* _EXERCISE REQUIREMENTS_:
A – In the statement on Trinidad and Tobago's trade policy, roughly what share of GDP comes from the petroleum sector?
B – Print the part of the Trinidad and Tobago trade policy statement from "One of the key" to "of their works.".

* _PASSAGE FOR REVIEW_:
■ ■ ■

As both the Report from the Secretariat and the Government of Trinidad and Tobago note, the energy sector continues to play a dominant role in the economy. According to the Secretariat Report, the petroleum sector generates approximately one-third of GDP. The importance of the energy sector is reflected in the composition of exports to the United States. Imports under CBI tariff preferences from Trinidad and Tobago are dominated by petroleum and methanol and 75 percent of imports of these two goods entered under CBI provisions in 2010.
We welcome the government’s efforts to strengthen and diversify the economy through the Medium-Term Policy Framework 2011-14 (MTPF). According to the government’s Report, the MTPF recognizes that “international trade is fundamental to the country’s continued prosperity,” and seeks to “further integrat[e] into the multilateral trading system.” We look forward to learning more about the “additional reforms” envisioned by the government to boost competitiveness, particularly through trade. In this regard, we would be interested in efforts by the government to increase transparency and predictability, so that trade in goods and services flows smoothly. We have submitted some questions regarding the procedures the government uses to consider, notify, and implement changes in tariffs. The Secretariat’s Report also notes that for 50 tariff lines, the applied rate currently exceeds the bound rates. The majority of these items are the same as those that were presented at the last Trade Policy Review. Similarly, the Secretariat Report points out that while all duties are bound in ad valorem terms, the government applies specific duties to 27 tariff lines, (mainly alcoholic beverages) which could lead to the applied duty exceeding the bound rate. We would ask for information regarding when Trinidad and Tobago will bring all rates to within their bound rates.
One of the key ways to enhance competitiveness is to adequately and effectively protect and enforce intellectual property. In this regard, we hope to hear from the delegation about Trinidad and Tobago’s efforts to pass and fully implement IPR-related legislation, especially with respect to remuneration to songwriters for performances of their works.
The Report from the Secretariat describes the efforts by the Government of Trinidad and Tobago to expand the tourism sector through the 2010 National Tourism Policy. Trinidad and Tobago has much to offer visitors, such as the country’s warm hospitality and its vibrant culture, both of which contribute to the tourism industry. In this regard, we encourage Trinidad and Tobago to consider policies that keep its hotels and resorts attractive to visitors, such as ensuring that high quality agricultural products and processed foods are available at a reasonable price. Unfortunately, there have been reports that Trinidad and Tobago intends to raise the tariffs on poultry, for example. In light of the importance of the tourism sector to Trinidad and Tobago’s development and the harm to tourism development that the current lack of tourist facilities, such as restaurants and hotels can do, we wonder why Trinidad and Tobago would raise the cost to its consumers, both local and visitors, of popular food items.
In closing, the United States will continue to work with Trinidad and Tobago and the other CARICOM members to strengthen and deepen our relationship. We look forward to our work with all of our trading partners to strengthen the global economy and the WTO, allowing trade and investment opportunities to expand, and further enhancing opportunities for Trinidad and Tobago to broaden its exports and its export markets. In closing, we offer all good wishes to the government of Trinidad and Tobago for a successful Trade Policy Review.

■ ■ ■

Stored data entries
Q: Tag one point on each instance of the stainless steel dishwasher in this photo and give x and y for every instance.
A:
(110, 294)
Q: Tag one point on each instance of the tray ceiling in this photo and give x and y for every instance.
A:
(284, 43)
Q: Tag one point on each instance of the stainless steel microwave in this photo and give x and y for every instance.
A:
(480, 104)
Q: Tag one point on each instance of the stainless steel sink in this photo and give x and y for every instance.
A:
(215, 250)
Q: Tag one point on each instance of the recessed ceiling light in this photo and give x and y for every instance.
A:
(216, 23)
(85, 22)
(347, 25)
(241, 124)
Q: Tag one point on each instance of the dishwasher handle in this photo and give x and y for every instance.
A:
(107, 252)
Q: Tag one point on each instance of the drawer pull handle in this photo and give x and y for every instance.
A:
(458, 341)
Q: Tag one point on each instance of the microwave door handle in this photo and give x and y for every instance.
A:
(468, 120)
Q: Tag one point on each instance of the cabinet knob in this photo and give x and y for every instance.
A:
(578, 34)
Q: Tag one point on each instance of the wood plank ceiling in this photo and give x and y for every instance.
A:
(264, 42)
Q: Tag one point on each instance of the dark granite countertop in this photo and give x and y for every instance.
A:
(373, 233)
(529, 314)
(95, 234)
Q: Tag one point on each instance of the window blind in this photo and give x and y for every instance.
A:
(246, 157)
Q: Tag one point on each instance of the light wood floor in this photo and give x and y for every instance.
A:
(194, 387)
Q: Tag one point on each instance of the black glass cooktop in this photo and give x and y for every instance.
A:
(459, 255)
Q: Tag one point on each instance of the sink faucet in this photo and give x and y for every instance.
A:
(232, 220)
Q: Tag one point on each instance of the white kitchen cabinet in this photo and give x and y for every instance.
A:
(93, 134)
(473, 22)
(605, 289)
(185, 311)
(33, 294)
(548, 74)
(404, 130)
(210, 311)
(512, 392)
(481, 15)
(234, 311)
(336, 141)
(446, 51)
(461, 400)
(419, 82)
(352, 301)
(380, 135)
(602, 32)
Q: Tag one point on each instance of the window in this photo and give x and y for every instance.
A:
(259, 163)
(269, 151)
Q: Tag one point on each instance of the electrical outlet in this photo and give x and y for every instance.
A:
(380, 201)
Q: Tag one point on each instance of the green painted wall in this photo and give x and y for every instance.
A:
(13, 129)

■ ■ ■

* _ANSWERS TO THE TASKS_:
A – Approximately one-third of GDP.

B –
One of the key ways to enhance competitiveness is to adequately and effectively protect and enforce intellectual property. In this regard, we hope to hear from the delegation about Trinidad and Tobago’s efforts to pass and fully implement IPR-related legislation, especially with respect to remuneration to songwriters for performances of their works.